:: Source passage ::
■ ■ ■ ■

This is due to the encryption design. Each file is encrypted with a key and these keys are protected by the user password. If you loose this password, you can recover the files (except you have put these recovery keys in place, which is not the case and that’s the reason you get this warning).

What happens during a password change? In case of the user itself, he can change the password and the encryption key’s password is changed as well (because he knows the old password). In case the admin changes the password, he does not (and in general must not) know the old password. He can change the login but not update the encrypted keys.

After the admin changes the password, the user can login with the new password, but then he must provide his old password to update the encryption keys.

In the beginning the design probably wanted that the user is also protected from a malicious admins as well. However, since the server-side encryption takes place on the server, the passwords are handled by the server, a server admin can obtain the password or the unencrypted files (unless the user uploaded them once encrypted and never connects to the server again). So lately, the official recommendation go back to say that it is rather for external storage where it was designed for originally (so you can use external storage you don’t trust so much). So it only makes sense in this case to run server-side encryption with recovery key which would allow easy change of passwords by admins. Perhaps there should be a clearer statement, by enforcing recovery keys and naming the whole solution external storage encryption.

■ ■ ■ ■

:: Source data ::
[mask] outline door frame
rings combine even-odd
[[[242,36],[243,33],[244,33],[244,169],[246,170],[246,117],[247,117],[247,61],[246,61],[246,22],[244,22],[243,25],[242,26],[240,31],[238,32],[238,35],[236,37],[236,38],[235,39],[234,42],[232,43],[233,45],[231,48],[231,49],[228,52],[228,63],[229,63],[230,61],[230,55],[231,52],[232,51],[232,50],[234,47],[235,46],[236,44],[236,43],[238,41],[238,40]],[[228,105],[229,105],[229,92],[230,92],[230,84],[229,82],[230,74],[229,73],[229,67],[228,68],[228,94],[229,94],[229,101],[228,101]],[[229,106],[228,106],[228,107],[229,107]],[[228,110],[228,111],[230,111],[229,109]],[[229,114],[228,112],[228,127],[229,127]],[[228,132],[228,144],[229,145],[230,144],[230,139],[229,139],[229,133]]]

■ ■ ■ ■

:: What the exercise asks ::
Continue the explanation of server-side encryption and password changes from its final sentence.

:: Response ::
To provide good protection of user data even against the admin, there is currently an effort to provide client-side encryption over all clients. The server support is already in place, some clients are already supporting it (android) with other to come later this year (desktop).

There is a recent status of all the available encryption on Nextcloud:

Please try to make your comments and ideas a bit more constructive. Warnings can be unclear and require improvement. Even the overall encryption process could have flaws. I’m not happy with all the wording and presentation, often people turn on this server-side encryption without real benefits and a large risk to loose their data.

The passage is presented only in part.